• [WORK INSTRUCTIONS] Transcribe the stretch from "Given Valieva's age, she" through "a dizzying spin." in the passage on Valieva's positive test for trimetazidine.

• [SOURCE EXTRACT]
We don't yet know the circumstances of Valieva's use of trimetazidine, known as TMZ, a heart medication banned in sports out of concern that it can illicitly enhance endurance and stamina through increased blood flow. Did Valieva take the drug unintentionally in over-the-counter medication? Was it contained in an improperly labeled supplement? Or, as seems most likely to anti-doping experts, was she given TMZ purposely by an official, coach or physician in her factory-like training group in Moscow, where a handful of skaters were available to take Valieva's place if she faltered?
Katarina Witt, the Olympic skating champion in 1984 and 1988 for East Germany who has long denied any involvement in the country's doping scheme, wrote on her Facebook page that Valieva appeared blameless. Young skaters follow the advice of their coaches and medical team and "trust they know what's right and wrong," Witt wrote. Any adults found to be responsible in the Valieva case, Witt wrote, should be barred from sports "forever."
Doriane Lambelet Coleman, a Duke law professor who was an elite 800-metre runner in the 1980s and competed during a time of rampant East European doping, has watched the Beijing Olympics from afar. It appears to her that the Russians are attempting to maximise Valieva's power and strength at the "magic moment" before puberty brings the development of breasts and hips, which can make it more difficult to complete the four-rotation jumps at which the teenager is revolutionary.
"You've got this window, and there is an expiration date," Lambelet Coleman, an expert on sex and gender in sports, said Saturday. "There is this point around 15 or 16 when it's over. And at that point they are disposable."
Steven Ungerleider, a sports psychologist in Eugene, Oregon, and the author of Faust's Gold, a book about East Germany's doping machine, said Saturday of the Russians, "There's a high probability they stole a page from the East German training book, and because of her age, she had no idea what was going on. It may have been sold to her at this young, vulnerable age as a 'vitamin.'"
Given Valieva's age, she may ultimately receive only a warning, not a ban, from skating. It is possible she will keep the gold medal that she helped Russia win in the skating team competition and remain eligible as the heavy favorite to win the women's singles competition that begins Tuesday. But her young career has fallen into a dizzying spin.
Valieva's positive drug screen, which occurred Christmas Day, was only brought to light six weeks later, after the Olympic team skating event. This was a "catastrophic failure" of the anti-doping system, deliberately or because of incompetence, Travis Tygart, CEO of the US Anti-Doping Agency, has said repeatedly.

• [GIVEN ENTRIES]
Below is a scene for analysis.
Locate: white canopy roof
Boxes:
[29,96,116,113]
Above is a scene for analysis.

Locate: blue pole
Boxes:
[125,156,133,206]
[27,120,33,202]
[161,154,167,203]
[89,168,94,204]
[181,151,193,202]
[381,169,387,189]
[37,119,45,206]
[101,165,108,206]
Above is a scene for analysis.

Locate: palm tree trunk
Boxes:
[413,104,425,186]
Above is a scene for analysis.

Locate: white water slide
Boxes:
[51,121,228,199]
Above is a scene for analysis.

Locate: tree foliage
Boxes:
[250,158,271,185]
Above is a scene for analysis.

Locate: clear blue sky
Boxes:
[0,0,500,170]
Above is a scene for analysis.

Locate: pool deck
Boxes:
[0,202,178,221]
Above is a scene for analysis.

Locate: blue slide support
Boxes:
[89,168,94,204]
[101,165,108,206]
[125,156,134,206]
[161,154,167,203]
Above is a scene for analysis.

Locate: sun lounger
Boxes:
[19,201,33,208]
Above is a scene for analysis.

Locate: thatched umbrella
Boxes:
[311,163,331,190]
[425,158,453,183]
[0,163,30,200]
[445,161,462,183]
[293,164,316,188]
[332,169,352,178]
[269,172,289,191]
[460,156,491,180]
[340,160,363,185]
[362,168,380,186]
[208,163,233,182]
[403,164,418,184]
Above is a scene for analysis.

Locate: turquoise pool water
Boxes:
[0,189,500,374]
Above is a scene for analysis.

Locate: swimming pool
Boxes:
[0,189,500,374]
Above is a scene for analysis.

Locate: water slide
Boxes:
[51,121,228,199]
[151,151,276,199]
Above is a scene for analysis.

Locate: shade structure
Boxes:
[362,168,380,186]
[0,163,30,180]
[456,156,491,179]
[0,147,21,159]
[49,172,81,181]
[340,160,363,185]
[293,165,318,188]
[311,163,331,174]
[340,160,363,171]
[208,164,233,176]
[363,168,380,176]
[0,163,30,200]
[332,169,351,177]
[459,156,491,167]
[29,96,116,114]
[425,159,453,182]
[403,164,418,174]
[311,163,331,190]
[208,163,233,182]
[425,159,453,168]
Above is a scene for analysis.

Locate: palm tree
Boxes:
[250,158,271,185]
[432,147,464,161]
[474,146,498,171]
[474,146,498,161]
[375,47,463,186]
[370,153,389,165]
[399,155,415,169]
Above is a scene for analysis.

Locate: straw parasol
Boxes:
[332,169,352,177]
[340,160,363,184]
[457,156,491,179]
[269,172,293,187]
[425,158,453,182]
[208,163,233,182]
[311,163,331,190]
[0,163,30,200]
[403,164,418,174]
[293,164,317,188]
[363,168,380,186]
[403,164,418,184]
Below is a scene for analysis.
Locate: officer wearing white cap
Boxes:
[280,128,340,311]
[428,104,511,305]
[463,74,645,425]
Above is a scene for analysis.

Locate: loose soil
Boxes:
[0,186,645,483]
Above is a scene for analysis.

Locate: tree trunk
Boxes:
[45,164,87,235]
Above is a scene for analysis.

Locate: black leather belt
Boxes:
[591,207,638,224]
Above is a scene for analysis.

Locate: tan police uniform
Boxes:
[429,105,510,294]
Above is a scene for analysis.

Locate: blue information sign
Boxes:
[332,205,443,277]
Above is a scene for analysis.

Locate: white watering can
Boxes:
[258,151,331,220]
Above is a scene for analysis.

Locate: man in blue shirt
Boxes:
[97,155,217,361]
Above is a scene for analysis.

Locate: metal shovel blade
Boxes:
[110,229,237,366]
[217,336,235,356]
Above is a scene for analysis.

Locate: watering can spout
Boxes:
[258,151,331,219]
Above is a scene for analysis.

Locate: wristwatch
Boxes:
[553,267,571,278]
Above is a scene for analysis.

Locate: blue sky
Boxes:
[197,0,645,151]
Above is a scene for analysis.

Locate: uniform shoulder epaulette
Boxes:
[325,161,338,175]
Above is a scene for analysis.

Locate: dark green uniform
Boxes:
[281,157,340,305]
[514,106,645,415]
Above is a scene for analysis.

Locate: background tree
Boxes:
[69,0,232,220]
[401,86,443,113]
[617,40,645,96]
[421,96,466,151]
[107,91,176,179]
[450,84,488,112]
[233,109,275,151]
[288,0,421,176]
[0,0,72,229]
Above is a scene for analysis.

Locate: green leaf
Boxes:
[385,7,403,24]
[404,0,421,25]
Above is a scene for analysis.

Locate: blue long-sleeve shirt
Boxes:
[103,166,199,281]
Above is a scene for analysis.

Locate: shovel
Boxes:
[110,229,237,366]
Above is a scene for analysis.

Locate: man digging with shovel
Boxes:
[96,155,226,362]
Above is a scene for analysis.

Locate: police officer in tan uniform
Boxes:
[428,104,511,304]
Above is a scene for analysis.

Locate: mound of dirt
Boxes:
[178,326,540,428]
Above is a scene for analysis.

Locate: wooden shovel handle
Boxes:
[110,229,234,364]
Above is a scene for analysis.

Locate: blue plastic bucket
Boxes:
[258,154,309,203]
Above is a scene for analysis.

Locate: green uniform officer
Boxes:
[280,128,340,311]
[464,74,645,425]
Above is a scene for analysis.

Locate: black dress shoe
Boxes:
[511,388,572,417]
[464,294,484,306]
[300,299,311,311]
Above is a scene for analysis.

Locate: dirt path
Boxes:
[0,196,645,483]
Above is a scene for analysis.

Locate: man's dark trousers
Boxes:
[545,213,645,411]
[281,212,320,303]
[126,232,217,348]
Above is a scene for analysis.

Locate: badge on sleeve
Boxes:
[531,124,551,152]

• [SOLVED EXERCISE]
Given Valieva's age, she may ultimately receive only a warning, not a ban, from skating. It is possible she will keep the gold medal that she helped Russia win in the skating team competition and remain eligible as the heavy favorite to win the women's singles competition that begins Tuesday. But her young career has fallen into a dizzying spin.